◆ Task input

═══

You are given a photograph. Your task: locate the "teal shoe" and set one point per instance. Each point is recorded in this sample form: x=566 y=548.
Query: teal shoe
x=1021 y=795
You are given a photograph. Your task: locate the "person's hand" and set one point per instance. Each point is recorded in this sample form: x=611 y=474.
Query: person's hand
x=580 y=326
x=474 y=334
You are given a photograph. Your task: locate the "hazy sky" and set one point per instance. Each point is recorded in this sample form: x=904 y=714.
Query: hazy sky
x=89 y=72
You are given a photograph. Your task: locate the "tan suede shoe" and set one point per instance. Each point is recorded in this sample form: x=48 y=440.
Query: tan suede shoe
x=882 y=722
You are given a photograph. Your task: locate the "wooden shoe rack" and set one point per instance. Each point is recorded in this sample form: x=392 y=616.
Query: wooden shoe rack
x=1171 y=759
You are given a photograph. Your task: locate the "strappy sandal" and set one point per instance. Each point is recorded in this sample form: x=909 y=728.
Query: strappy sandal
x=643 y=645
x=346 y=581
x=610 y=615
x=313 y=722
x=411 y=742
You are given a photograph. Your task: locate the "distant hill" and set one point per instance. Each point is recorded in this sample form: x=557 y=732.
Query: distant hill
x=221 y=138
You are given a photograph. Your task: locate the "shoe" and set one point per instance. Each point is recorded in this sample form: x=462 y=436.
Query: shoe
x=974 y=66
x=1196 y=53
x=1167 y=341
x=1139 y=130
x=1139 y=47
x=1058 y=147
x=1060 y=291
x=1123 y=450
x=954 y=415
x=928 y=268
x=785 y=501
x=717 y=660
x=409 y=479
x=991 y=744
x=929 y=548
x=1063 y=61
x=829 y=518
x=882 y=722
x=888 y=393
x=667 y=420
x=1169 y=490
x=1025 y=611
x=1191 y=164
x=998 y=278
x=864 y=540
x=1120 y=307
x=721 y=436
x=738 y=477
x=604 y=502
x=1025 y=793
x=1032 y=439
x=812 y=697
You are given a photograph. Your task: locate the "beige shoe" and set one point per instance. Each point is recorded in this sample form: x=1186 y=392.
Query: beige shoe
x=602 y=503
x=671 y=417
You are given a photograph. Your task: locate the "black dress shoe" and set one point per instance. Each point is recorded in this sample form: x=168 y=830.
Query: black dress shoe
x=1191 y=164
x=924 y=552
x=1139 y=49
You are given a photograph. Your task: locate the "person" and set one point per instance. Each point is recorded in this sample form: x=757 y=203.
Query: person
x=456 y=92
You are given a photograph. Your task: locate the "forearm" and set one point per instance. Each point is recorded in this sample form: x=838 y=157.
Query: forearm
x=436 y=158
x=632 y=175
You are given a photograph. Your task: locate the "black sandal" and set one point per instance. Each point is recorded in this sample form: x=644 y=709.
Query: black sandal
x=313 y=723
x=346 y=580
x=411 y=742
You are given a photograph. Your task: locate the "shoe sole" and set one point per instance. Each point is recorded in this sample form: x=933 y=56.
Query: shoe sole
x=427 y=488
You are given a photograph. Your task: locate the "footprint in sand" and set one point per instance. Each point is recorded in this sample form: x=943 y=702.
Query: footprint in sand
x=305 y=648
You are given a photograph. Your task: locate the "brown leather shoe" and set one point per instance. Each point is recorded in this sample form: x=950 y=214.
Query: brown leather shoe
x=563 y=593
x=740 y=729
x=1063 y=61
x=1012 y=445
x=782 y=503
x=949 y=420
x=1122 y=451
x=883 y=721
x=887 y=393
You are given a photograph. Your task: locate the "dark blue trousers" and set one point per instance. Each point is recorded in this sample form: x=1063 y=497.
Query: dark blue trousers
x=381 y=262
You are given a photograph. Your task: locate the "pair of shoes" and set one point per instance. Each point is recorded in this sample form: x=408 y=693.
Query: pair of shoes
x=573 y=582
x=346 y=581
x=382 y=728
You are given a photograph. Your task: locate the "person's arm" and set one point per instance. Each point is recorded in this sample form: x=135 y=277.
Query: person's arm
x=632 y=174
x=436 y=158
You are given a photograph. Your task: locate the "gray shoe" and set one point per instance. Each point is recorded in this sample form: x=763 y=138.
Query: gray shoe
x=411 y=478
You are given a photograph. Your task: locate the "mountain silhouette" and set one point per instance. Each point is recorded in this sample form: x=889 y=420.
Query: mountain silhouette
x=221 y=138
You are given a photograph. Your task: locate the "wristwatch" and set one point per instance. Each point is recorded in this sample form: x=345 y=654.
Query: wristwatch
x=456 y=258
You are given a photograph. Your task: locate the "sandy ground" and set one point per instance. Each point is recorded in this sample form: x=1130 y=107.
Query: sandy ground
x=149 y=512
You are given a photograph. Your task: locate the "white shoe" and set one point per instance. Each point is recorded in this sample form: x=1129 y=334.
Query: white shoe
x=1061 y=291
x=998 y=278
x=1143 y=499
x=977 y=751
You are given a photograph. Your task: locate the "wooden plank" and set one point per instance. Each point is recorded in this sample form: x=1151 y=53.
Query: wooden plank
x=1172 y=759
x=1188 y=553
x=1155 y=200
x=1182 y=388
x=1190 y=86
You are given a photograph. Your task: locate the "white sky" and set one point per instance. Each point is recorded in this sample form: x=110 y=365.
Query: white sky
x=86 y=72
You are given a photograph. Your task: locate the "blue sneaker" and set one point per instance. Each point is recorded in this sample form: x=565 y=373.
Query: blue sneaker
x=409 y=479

═══

◆ Task to complete
Edit all of the rows above so that each "photograph" becomes "image", and reproduce every line with nothing else changed.

◆ Written answer
You are given a image. Your task: locate the "teal shoe" and set one point per instance. Each point is recorded in this sample form: x=566 y=548.
Query: teal shoe
x=1021 y=795
You are given a image. Your task: locate the "person's hand" and set one point per instance. Each point is recorded in this sample form: x=611 y=474.
Query: person's hand
x=580 y=326
x=474 y=334
You are given a image. Your task: locate the "hazy sky" and set one point per instance. Each point is recorded in this sample form: x=904 y=714.
Query: hazy sky
x=89 y=72
You are given a image. Your task: locate the "tan suede shoe" and set one point per instance. Each point is recorded in this sample form: x=48 y=440.
Query: tan suede shoe
x=882 y=722
You are given a image. Your task: locate the "wooden shoe rack" and set one point per instance. Each point is recorded in this sample form: x=392 y=616.
Query: wooden shoe rack
x=1171 y=759
You are given a image. Your task: locate the "strappy sandal" and set one point per instance. Each point is recorded in this sample form: x=909 y=728.
Query: strappy sandal
x=643 y=645
x=346 y=581
x=610 y=615
x=313 y=722
x=411 y=742
You are given a image. Your task: locate the "distant hill" and set one point per instance. Each point is recorded in this sample form: x=557 y=732.
Query: distant hill
x=221 y=138
You are given a image. Your task: locate the "shoe" and set one point per instance. Each point is recorded in this sample form: x=462 y=436.
Query: shoe
x=974 y=66
x=1196 y=53
x=1167 y=341
x=1139 y=130
x=1139 y=47
x=1058 y=147
x=1060 y=291
x=1123 y=450
x=954 y=415
x=928 y=268
x=785 y=501
x=717 y=660
x=409 y=479
x=991 y=744
x=929 y=548
x=1063 y=61
x=829 y=518
x=882 y=722
x=888 y=393
x=667 y=420
x=1169 y=490
x=1025 y=611
x=1191 y=164
x=998 y=278
x=864 y=540
x=1120 y=307
x=721 y=436
x=738 y=477
x=604 y=502
x=1025 y=793
x=1032 y=439
x=812 y=697
You are given a image. Your task: locate the "beige shoe" and set one point per instance. Each point is recorded in this sample form: x=1186 y=392.
Query: beige shoe
x=602 y=503
x=671 y=417
You are given a image. Your task: locate the "black dress shoe" and set one point per instance. Each point is recorded in this sample form: x=168 y=830.
Query: black dress shoe
x=1191 y=164
x=924 y=552
x=1139 y=49
You are given a image. Your task: locate the "person" and set one point per instance. Each point is recorded in this sample form: x=757 y=203.
Query: person
x=456 y=92
You are given a image. Your task: locate the "forearm" and set one point per instance. Each point is recorded in this sample form: x=838 y=157.
Query: forearm
x=436 y=158
x=632 y=175
You are given a image. Your task: locate the "black sandal" and set one point per instance. Each point is recorded in this sample form: x=644 y=709.
Query: black sandal
x=313 y=723
x=346 y=580
x=411 y=742
You are given a image. Your task: locate the "shoe sole" and set one point per instance. Each point is recorded in this sample form: x=933 y=56.
Query: shoe sole
x=427 y=488
You are given a image. Your task: locate the "footprint in sand" and set one point per instance. Each point is recorded in this sample form: x=943 y=702.
Query: footprint in sand
x=305 y=648
You are given a image. Your task: locate the "brown leather shoe" and set one point per instance. Each point is recorded in this sample form: x=950 y=214.
Query: brown leather shoe
x=563 y=593
x=740 y=729
x=1063 y=61
x=1012 y=445
x=782 y=503
x=949 y=420
x=1122 y=451
x=883 y=721
x=887 y=393
You are given a image. Your task: locate the "dark blue trousers" and set one point per instance. Each point is recorded in this sample form: x=1063 y=497.
Query: dark blue trousers
x=381 y=262
You are given a image. Your task: locate the "pair of shoes" and set one point per instance. Each point is recorded in this sample form: x=408 y=693.
Query: pair of shoes
x=573 y=582
x=346 y=581
x=382 y=728
You are given a image. Your task: locate the "person's arm" and set one point per instance. Each point is recorded in this sample form: x=135 y=277.
Query: person's arm
x=632 y=174
x=436 y=158
You are given a image. Your task: locate the "gray shoe" and set one point per instance. Each point is recorded in this sample form: x=763 y=138.
Query: gray shoe
x=411 y=478
You are given a image. Your task: locate the "mountain silhouette" and set one point per instance. Each point is recorded in this sample form: x=889 y=420.
Query: mountain silhouette
x=221 y=138
You are given a image. Your task: locate the "wristwatch" and set one point per instance. Each point is recorded in this sample form: x=345 y=654.
Query: wristwatch
x=456 y=258
You are given a image. Your task: locate the "sandy ground" and set one point per instance. Each point is recorded in this sample form: x=1130 y=107.
Query: sandy ground
x=149 y=512
You are given a image. Your task: locate the "white shoe" and set one point per instance. Each point is recorded in this sample form: x=1129 y=334.
Query: white shoe
x=1061 y=291
x=998 y=278
x=1143 y=499
x=977 y=751
You are given a image. Your task: locate the "wooden plank" and set one point per instance. Each point is recorded in this sample form: x=1151 y=53.
Query: wooden plank
x=1172 y=759
x=1188 y=553
x=1155 y=200
x=1182 y=388
x=1190 y=86
You are given a image. Your task: locate the "white sky" and set one point per instance. Each point is recorded in this sample form: x=110 y=365.
Query: white sky
x=86 y=72
You are given a image. Your task: locate the "blue sneaker" and set one point per instance. Each point is recorded in this sample form: x=565 y=373.
Query: blue sneaker
x=409 y=479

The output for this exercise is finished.